Selected excerpt
^^^^

A common argument against the expansion of solar energy is that solar panels can compete with or displace farmland. Indeed, some climate sceptical politicians have used this to justify efforts to restrict solar energy development.
On a surface level, this argument might appear to be warranted, given the need to increase food production for a rapidly growing global population, the high land demands of solar energy generation, and the fact that conventional solar panels are often mounted close to the ground with little space for anything else. But in fact, it need not be a case of choosing one over the other, thanks to a simple yet innovative form of land use known as agrivoltaics.
What is Agrivoltaics?
Agrivoltaics is a dual food and energy production system in which solar energy is generated on the same land as agricultural products. Panels are spaced far apart enough to allow sunlight to reach any crops below them, and the electricity they generate is used for local consumption by farmers and their communities. In many (but not all) countries, any excess electricity generated can then be sold back to the grid.
Unlike conventional solar panels, those used for agrivoltaics are often elevated high above the ground, leaving plenty of space beneath them for other types of land use. This also avoids a problem often seen in conventional solar panel installation of having to clear vegetation to make room for panels.
Not only is farming and generating solar energy on the same land physically possible; it also represents a more resilient, ecologically friendly and even financially profitable model of agriculture in an age of climate change.
Environmental Benefits
The most obvious environmental benefit of agrivoltaics –aside from avoiding carbon emissions –is not having to use so much land or destroy habitats for solar energy production. Indeed, lands formerly or already used for agriculture have been found to be better for supporting solar panels than previously undisturbed land.
Beyond this, the shading panels provide also physically protects crops and other vegetation growing beneath them from climate extremes, buffering them against both excess heat and unreliable rainfall. The cooling effect produced by shading not reduces the risk of heat damage to plants, but also allows soil to retain more water, as less is lost through evaporation.
Taking this a step further, agrivoltaics can also be used to reverse desertification, with panels both cooling the soil enough for plants to grow and acting as wind breaks to prevent topsoil from being blown away. If nitrogen fixing crops are grown under the panels, they can boost soil fertility and allow for an even wider variety of plants to grow. Such use of agrivoltaics is already being carried out in China to control the spread of the Gobi Desert, and similarly has been found to increase areas of viable agricultural land in Kenya.

^^^^

Data shown
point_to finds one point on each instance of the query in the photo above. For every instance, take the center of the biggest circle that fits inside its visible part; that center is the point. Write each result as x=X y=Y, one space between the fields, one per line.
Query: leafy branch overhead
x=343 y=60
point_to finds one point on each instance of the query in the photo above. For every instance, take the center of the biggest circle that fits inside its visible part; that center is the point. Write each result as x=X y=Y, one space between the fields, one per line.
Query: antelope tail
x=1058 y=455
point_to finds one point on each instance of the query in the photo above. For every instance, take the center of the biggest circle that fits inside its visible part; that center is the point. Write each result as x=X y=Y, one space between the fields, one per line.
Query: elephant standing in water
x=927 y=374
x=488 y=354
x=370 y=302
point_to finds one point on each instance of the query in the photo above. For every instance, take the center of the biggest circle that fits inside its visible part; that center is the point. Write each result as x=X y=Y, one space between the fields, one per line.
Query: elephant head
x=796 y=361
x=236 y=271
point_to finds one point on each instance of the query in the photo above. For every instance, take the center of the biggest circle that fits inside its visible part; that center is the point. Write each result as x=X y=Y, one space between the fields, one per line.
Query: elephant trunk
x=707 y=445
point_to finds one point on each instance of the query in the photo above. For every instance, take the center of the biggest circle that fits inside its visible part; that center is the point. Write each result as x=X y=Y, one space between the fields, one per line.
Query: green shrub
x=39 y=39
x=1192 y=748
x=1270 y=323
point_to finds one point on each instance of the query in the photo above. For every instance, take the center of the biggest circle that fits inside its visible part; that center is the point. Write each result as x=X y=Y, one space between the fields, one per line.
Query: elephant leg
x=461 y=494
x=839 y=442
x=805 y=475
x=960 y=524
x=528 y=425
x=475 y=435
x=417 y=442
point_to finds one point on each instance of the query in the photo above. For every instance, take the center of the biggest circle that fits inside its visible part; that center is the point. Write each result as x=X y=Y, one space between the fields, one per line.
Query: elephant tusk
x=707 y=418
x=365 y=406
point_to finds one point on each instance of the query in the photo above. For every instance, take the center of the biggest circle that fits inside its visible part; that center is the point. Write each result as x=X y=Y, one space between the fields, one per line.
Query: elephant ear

^^^^

Problems to solve
**1.** Return the part of the agrivoltaics text from "On a surface" up to and including "to the grid.".
**2.** Rewrite the records from their first line up to and including the line with "x=417 y=442" as a JSON list of strings, one string per line, with blank lines left out.
The agrivoltaics text and the records have nothing to do with each other.

Results of the exercise
**1.**
On a surface level, this argument might appear to be warranted, given the need to increase food production for a rapidly growing global population, the high land demands of solar energy generation, and the fact that conventional solar panels are often mounted close to the ground with little space for anything else. But in fact, it need not be a case of choosing one over the other, thanks to a simple yet innovative form of land use known as agrivoltaics.
What is Agrivoltaics?
Agrivoltaics is a dual food and energy production system in which solar energy is generated on the same land as agricultural products. Panels are spaced far apart enough to allow sunlight to reach any crops below them, and the electricity they generate is used for local consumption by farmers and their communities. In many (but not all) countries, any excess electricity generated can then be sold back to the grid.

**2.**
[
  "point_to finds one point on each instance of the query in the photo above. For every instance, take the center of the biggest circle that fits inside its visible part; that center is the point. Write each result as x=X y=Y, one space between the fields, one per line.",
  "Query: leafy branch overhead",
  "x=343 y=60",
  "point_to finds one point on each instance of the query in the photo above. For every instance, take the center of the biggest circle that fits inside its visible part; that center is the point. Write each result as x=X y=Y, one space between the fields, one per line.",
  "Query: antelope tail",
  "x=1058 y=455",
  "point_to finds one point on each instance of the query in the photo above. For every instance, take the center of the biggest circle that fits inside its visible part; that center is the point. Write each result as x=X y=Y, one space between the fields, one per line.",
  "Query: elephant standing in water",
  "x=927 y=374",
  "x=488 y=354",
  "x=370 y=302",
  "point_to finds one point on each instance of the query in the photo above. For every instance, take the center of the biggest circle that fits inside its visible part; that center is the point. Write each result as x=X y=Y, one space between the fields, one per line.",
  "Query: elephant head",
  "x=796 y=361",
  "x=236 y=271",
  "point_to finds one point on each instance of the query in the photo above. For every instance, take the center of the biggest circle that fits inside its visible part; that center is the point. Write each result as x=X y=Y, one space between the fields, one per line.",
  "Query: elephant trunk",
  "x=707 y=445",
  "point_to finds one point on each instance of the query in the photo above. For every instance, take the center of the biggest circle that fits inside its visible part; that center is the point. Write each result as x=X y=Y, one space between the fields, one per line.",
  "Query: green shrub",
  "x=39 y=39",
  "x=1192 y=748",
  "x=1270 y=323",
  "point_to finds one point on each instance of the query in the photo above. For every instance, take the center of the biggest circle that fits inside its visible part; that center is the point. Write each result as x=X y=Y, one space between the fields, one per line.",
  "Query: elephant leg",
  "x=461 y=494",
  "x=839 y=442",
  "x=805 y=475",
  "x=960 y=524",
  "x=528 y=425",
  "x=475 y=435",
  "x=417 y=442"
]